| Task directions |
The whole of the data, every line, should come back exactly the same.

╭─ Extracted data

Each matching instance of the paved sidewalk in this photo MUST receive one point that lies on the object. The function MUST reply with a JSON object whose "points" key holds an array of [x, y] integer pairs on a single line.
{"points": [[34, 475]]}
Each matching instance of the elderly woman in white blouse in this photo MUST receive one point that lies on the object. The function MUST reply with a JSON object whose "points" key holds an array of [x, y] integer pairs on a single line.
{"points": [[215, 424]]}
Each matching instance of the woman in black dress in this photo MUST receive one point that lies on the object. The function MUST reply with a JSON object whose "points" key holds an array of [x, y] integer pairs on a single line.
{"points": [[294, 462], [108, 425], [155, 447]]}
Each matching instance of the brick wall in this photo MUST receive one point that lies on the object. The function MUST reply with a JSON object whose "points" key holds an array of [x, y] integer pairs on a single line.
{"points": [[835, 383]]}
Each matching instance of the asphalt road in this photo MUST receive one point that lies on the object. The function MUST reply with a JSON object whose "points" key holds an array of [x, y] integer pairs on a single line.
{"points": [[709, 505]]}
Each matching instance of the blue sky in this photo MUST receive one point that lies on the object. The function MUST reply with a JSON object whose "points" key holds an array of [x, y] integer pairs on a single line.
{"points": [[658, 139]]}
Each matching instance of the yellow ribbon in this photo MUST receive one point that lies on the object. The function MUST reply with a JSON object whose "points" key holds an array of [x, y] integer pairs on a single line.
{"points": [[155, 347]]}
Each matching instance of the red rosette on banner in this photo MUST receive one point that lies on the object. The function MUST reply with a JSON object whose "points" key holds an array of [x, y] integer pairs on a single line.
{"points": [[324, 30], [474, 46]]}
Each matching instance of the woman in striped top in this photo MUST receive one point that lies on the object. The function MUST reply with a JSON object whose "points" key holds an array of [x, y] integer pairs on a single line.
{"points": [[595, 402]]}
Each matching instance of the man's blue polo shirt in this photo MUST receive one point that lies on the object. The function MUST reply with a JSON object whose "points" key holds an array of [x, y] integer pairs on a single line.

╰─

| Answer section |
Each matching instance of the paved sidewalk in this photo MUST receive one point that lies on the object. The function MUST reply with a JSON object whose "points" key holds an array of [x, y] integer pairs on a single line.
{"points": [[34, 475]]}
Each matching instance of the elderly woman in white blouse in this photo MUST receive one point that lies on the object. The function MUST reply with a JSON object whose "points" key holds an array of [x, y] integer pairs on a single line.
{"points": [[215, 424]]}
Each matching instance of the woman in black dress in this photo MUST receive one point that lies on the object. The function MUST reply with a JSON object whose "points" key holds an array of [x, y] integer pairs on a single line.
{"points": [[294, 462], [108, 425], [155, 447]]}
Each matching instance of the brick wall in this photo MUST receive one point that lies on the object. The function MUST reply with a JSON object whose "points" key holds an array of [x, y] integer pairs on a single line.
{"points": [[835, 383]]}
Each matching instance of the asphalt road in this photo MUST receive one point that lies on the object. The function MUST reply with a JSON object whose "points" key holds an array of [x, y] integer pairs on a single line.
{"points": [[709, 505]]}
Each matching instance of the blue sky in this photo MUST receive one point that lies on the object. The function MUST reply with a JSON object whose "points" key holds an array of [x, y] integer pairs on a single line.
{"points": [[658, 139]]}
Each matching instance of the yellow ribbon in this photo MUST receive one point that lies on the object. The function MUST reply with a JSON object whose "points" key holds an array of [x, y] integer pairs on a single line.
{"points": [[155, 347]]}
Each matching instance of the red rosette on banner in this photo MUST receive one point that lies on the object. The function MUST reply with a JSON object whose "points" key holds an array of [x, y] integer pairs on a single line.
{"points": [[324, 30], [474, 46]]}
Each matching instance of the woman in striped top in this photo MUST receive one point that lies on the object. The function MUST reply with a JSON object whose "points" key holds an array of [x, y] integer pairs on a single line.
{"points": [[595, 402]]}
Each matching instance of the man's blue polo shirt in this photo MUST receive one point that lies on the object. The function MUST reply with a JSON object whose "points" key holds an array of [x, y] integer pairs on a single line.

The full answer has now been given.